Please carry on the slate pencil urchin passage from its last sentence.
──────── GIVEN PASSAGE
E. tribuloides has become an invasive species in some parts of the world including Maltese waters where it has been since 1998. This was the first record in the Mediterranean and is thought to have been brought there in ballast water.

McPherson described E. tribuloides as a "sluggish echinoid" that leads a nocturnal, benthic existence. During daylight hours, the slate pencil urchin uses its large primary spines to anchor itself under or atop rocks or to lodge itself in crevices. Individuals rarely stray far from their locality. At night, they will feed primarily on corals and sponges, among other things.

==Biology==
When its development is contrasted to the cidaroid sister subclass Euechinoidea, E. tribuloides becomes a very interesting organism from the standpoint of developmental and evolutionary biology. In euechinoid embryonic development, e.g. in the purple sea urchin, the micromeres comprise a set of four small cells that reside at the base of the vegetal plate. They are a "precociously invaginating lineage", meaning that they move into the blastocoel just prior to gastrulation; these four cells then eventually give rise to the larval skeleton. Similarly, E. tribuloides also possesses a larval skeleton that arises from a special lineage of cells. In contrast, however, the number and size of its micromeres can vary (from one to three), and they do not precociously invaginate; rather, they ingress during gastrulation and bud off from the tip of the growing archenteron. Although there are numerous molecular differences between the "spicule-forming cells" of E. tribuloides and the primary mesenchyme cells of euechinoids, these two cell lineages are thought to be homologous and have been contrasted in developmental evolution research.
────────────────
──────── INPUT DATA
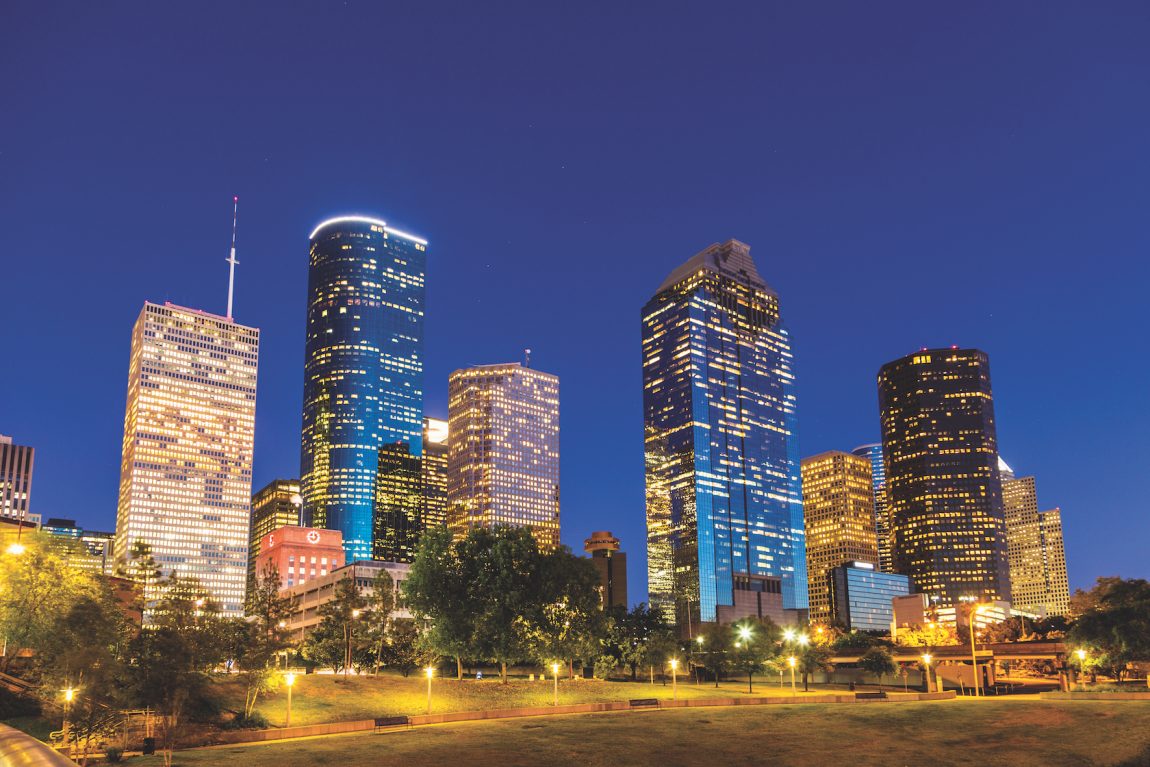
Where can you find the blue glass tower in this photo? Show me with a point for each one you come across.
────────────────
* _OUTPUT_
==Reproduction==
Reproduction in E. tribuloides seems to be sensitive to seasonal cycles, solar cycles, and the lunar cycle. In the Florida Keys, E. tribuloides was found to obtain peak gravidity in the late summer and early fall. Populations in Panama, however, were found to be gravid in the spring, summer and fall, with peak gravidity occurring around the full moon.